• _EXERCISE BRIEF_
Return each of the lines below that contains the string "road". Case counts.

• _MATERIAL SUPPLIED_
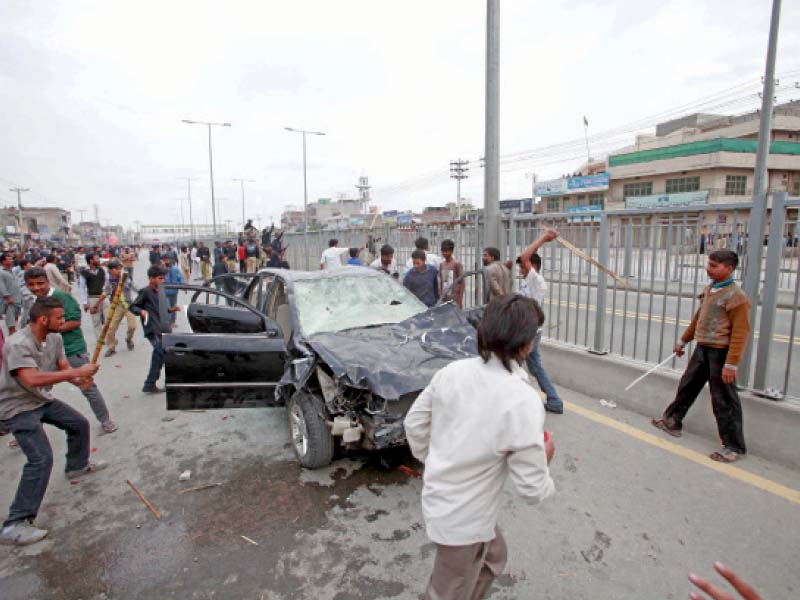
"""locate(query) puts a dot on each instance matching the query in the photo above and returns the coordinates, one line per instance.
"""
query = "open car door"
(233, 357)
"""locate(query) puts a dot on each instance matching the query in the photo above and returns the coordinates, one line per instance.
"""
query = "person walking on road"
(474, 427)
(10, 292)
(535, 288)
(721, 327)
(114, 275)
(34, 361)
(156, 321)
(422, 280)
(91, 282)
(72, 336)
(498, 276)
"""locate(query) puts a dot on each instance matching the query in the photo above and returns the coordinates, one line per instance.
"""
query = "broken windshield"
(334, 304)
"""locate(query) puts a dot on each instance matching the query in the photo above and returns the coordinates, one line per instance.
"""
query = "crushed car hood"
(396, 359)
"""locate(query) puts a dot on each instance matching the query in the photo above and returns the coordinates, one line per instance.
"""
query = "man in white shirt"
(431, 259)
(386, 262)
(476, 424)
(535, 288)
(332, 257)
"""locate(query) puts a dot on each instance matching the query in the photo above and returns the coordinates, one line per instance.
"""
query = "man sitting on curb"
(34, 361)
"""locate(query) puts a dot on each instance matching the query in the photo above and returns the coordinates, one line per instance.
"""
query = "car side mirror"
(271, 328)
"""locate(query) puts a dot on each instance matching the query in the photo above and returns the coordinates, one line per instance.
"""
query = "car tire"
(310, 435)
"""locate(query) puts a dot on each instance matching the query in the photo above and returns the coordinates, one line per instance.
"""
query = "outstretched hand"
(745, 590)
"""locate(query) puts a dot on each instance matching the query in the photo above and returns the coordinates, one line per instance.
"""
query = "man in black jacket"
(155, 317)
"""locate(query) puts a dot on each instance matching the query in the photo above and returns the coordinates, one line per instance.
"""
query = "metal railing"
(661, 254)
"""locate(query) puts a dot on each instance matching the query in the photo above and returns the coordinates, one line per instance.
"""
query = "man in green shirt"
(72, 336)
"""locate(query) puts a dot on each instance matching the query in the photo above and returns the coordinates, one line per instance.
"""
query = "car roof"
(348, 271)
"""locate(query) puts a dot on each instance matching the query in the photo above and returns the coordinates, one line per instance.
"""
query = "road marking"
(730, 470)
(776, 337)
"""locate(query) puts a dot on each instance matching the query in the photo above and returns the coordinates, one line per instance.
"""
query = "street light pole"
(242, 182)
(305, 189)
(491, 180)
(758, 214)
(189, 196)
(210, 166)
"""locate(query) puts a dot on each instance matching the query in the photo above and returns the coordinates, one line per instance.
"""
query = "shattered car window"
(334, 304)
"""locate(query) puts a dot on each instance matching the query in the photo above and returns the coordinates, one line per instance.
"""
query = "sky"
(93, 94)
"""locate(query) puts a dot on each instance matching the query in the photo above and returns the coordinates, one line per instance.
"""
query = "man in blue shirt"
(422, 279)
(173, 275)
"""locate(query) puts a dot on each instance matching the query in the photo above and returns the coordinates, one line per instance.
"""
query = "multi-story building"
(37, 224)
(705, 159)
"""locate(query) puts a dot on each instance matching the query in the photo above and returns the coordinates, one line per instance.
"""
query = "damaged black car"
(346, 351)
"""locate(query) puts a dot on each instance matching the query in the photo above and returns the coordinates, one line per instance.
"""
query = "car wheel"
(310, 435)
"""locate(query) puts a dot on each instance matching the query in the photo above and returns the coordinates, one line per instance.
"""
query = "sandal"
(109, 426)
(662, 425)
(727, 455)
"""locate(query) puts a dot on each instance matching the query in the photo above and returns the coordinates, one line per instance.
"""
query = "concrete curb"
(770, 427)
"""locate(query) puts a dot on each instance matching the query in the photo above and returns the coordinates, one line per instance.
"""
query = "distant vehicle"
(346, 351)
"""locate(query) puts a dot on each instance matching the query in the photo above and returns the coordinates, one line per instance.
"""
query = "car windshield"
(334, 304)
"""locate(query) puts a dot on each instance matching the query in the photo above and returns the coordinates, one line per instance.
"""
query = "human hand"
(88, 370)
(744, 589)
(728, 375)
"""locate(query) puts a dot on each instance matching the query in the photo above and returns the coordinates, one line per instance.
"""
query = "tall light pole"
(242, 182)
(189, 196)
(491, 179)
(458, 171)
(758, 214)
(305, 189)
(210, 165)
(19, 191)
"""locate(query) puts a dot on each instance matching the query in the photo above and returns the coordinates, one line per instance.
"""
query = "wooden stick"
(589, 259)
(205, 486)
(147, 503)
(114, 302)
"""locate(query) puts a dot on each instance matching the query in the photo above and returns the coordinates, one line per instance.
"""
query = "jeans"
(29, 433)
(92, 394)
(706, 365)
(172, 301)
(536, 368)
(156, 361)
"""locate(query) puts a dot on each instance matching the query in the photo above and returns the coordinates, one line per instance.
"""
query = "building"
(581, 192)
(705, 159)
(170, 233)
(44, 224)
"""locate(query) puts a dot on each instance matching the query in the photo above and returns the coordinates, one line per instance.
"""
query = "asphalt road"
(627, 323)
(634, 513)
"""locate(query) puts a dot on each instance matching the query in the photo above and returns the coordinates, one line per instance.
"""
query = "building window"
(683, 184)
(735, 185)
(640, 188)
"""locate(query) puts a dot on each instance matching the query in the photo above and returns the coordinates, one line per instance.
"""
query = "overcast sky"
(93, 93)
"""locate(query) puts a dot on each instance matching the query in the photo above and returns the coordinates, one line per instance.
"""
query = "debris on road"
(200, 487)
(410, 472)
(147, 503)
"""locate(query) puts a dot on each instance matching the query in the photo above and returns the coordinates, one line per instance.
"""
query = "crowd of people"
(468, 452)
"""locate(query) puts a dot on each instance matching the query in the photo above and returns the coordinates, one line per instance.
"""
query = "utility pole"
(189, 196)
(210, 166)
(19, 191)
(758, 214)
(458, 171)
(242, 182)
(491, 181)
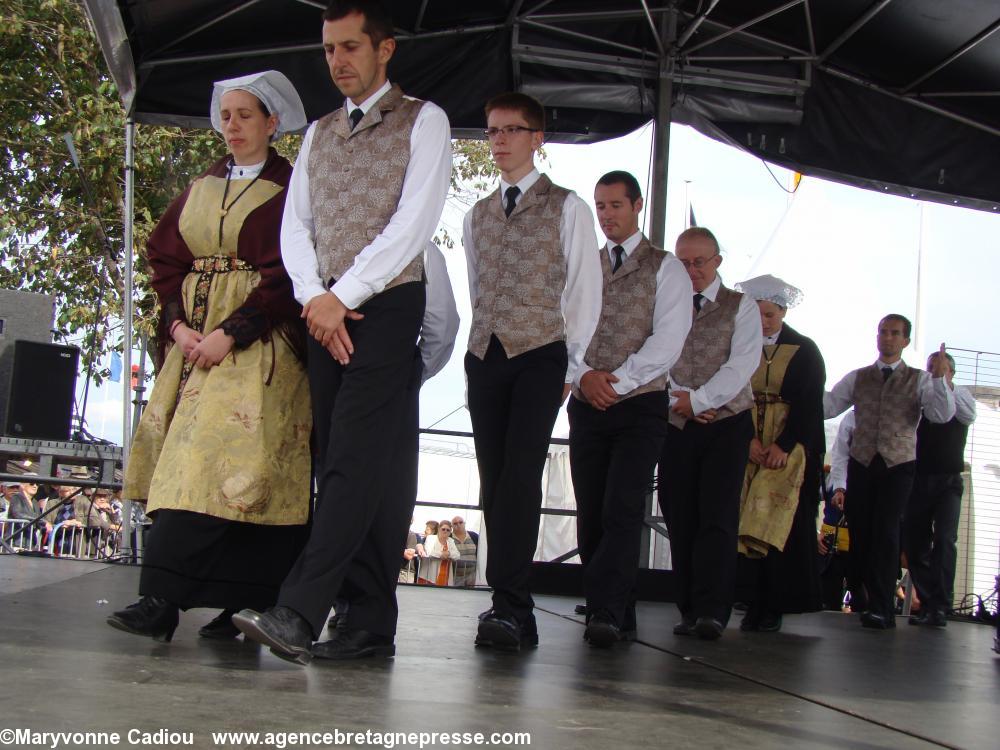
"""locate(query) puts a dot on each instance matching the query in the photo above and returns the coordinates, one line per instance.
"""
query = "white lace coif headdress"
(771, 289)
(276, 92)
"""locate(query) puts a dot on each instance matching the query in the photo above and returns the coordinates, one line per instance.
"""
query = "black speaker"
(42, 388)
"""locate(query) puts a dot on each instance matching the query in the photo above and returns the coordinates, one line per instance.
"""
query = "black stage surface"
(822, 682)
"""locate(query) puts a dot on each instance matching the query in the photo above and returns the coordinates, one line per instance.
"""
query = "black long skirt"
(195, 560)
(788, 581)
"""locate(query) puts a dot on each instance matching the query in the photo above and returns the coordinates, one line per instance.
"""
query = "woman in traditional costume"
(777, 535)
(221, 455)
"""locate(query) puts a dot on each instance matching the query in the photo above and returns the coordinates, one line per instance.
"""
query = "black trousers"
(876, 498)
(612, 455)
(365, 425)
(513, 403)
(701, 477)
(930, 536)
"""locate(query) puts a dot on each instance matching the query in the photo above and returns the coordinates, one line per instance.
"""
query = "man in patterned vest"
(618, 410)
(366, 194)
(887, 398)
(708, 441)
(535, 283)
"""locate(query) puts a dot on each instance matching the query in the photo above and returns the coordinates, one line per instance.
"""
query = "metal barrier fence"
(979, 526)
(69, 539)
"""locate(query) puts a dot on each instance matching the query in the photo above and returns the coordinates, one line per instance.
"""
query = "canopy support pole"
(127, 315)
(657, 198)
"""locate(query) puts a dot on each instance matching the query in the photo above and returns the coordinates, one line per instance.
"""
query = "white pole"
(127, 312)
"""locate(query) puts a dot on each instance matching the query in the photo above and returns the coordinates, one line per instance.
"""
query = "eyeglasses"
(698, 262)
(510, 131)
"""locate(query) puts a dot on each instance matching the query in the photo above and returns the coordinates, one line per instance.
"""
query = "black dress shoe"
(505, 632)
(602, 630)
(221, 628)
(282, 629)
(354, 644)
(931, 617)
(708, 628)
(769, 622)
(684, 627)
(150, 616)
(751, 619)
(876, 621)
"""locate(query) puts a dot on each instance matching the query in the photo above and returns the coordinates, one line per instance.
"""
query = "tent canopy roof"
(901, 96)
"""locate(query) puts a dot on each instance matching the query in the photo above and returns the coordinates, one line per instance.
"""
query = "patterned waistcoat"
(707, 348)
(356, 179)
(522, 271)
(886, 415)
(629, 299)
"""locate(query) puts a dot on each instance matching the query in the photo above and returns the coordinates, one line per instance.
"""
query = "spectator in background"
(436, 569)
(467, 543)
(834, 540)
(23, 508)
(930, 527)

• _EXERCISE ANSWER_
query = "person walking on road"
query = "road marking"
query = "asphalt road"
query = "debris on road"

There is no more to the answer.